_TASK INSTRUCTIONS:_
Could you copy all of the data below line for line, changing nothing?

[Dataset excerpts on pointing to objects]
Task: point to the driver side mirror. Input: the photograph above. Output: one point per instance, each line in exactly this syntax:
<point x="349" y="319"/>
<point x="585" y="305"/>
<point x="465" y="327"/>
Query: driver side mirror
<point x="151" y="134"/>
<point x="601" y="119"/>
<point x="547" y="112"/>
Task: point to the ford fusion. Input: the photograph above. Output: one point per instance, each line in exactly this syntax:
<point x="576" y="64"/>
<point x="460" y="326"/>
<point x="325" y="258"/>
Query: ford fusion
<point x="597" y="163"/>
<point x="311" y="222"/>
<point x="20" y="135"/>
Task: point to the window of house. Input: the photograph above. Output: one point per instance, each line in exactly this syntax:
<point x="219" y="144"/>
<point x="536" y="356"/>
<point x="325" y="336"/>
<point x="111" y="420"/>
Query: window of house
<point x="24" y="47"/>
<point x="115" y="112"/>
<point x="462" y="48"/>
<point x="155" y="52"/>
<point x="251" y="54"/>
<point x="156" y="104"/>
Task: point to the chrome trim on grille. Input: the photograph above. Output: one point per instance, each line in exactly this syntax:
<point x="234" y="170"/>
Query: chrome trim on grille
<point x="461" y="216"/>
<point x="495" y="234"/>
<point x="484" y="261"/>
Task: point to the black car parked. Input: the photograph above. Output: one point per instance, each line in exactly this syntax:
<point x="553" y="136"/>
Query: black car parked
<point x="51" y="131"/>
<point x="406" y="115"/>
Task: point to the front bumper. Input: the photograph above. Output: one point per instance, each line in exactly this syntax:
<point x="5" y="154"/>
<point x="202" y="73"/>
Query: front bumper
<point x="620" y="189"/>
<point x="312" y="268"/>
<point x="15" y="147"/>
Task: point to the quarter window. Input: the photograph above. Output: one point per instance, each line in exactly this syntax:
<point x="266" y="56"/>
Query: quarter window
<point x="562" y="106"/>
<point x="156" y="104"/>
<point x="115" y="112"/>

_SOLUTION TO THE EXERCISE:_
Task: point to the driver side mirror. Input: the photograph above. Output: one point per instance, each line in exactly this syntax:
<point x="349" y="319"/>
<point x="585" y="305"/>
<point x="465" y="327"/>
Query: driver side mirror
<point x="151" y="134"/>
<point x="601" y="119"/>
<point x="547" y="112"/>
Task: point to the ford fusion. Input: the photograph above. Output: one point per instance, each line in exactly this syntax:
<point x="576" y="64"/>
<point x="460" y="326"/>
<point x="325" y="258"/>
Query: ford fusion
<point x="597" y="163"/>
<point x="311" y="222"/>
<point x="20" y="135"/>
Task: point to the window of house. Input: the photograph above. Output: one point per instance, each line in exactly this syntax:
<point x="219" y="144"/>
<point x="536" y="356"/>
<point x="325" y="336"/>
<point x="111" y="420"/>
Query: window of house
<point x="24" y="47"/>
<point x="115" y="112"/>
<point x="462" y="48"/>
<point x="155" y="52"/>
<point x="251" y="54"/>
<point x="156" y="104"/>
Task: point to the chrome trim on grille. Input: the photograph above. Output: one point per instance, each line in exactly this syntax:
<point x="234" y="170"/>
Query: chrome trim on grille
<point x="461" y="216"/>
<point x="495" y="234"/>
<point x="484" y="261"/>
Task: point to the black car parked. Input: the photograph above. Output: one point per instance, each line in exactly this syntax:
<point x="553" y="136"/>
Query: black car parked
<point x="51" y="131"/>
<point x="406" y="115"/>
Task: point to the front bumper. Input: the photograph above. Output: one point per instance, each line in exactly this syntax:
<point x="5" y="154"/>
<point x="202" y="73"/>
Query: front bumper
<point x="620" y="189"/>
<point x="312" y="268"/>
<point x="15" y="147"/>
Task: point to the quarter window. Input: the photograph above. Output: one point per instance, each line in exactly this syntax:
<point x="266" y="56"/>
Query: quarter window
<point x="562" y="106"/>
<point x="156" y="104"/>
<point x="115" y="112"/>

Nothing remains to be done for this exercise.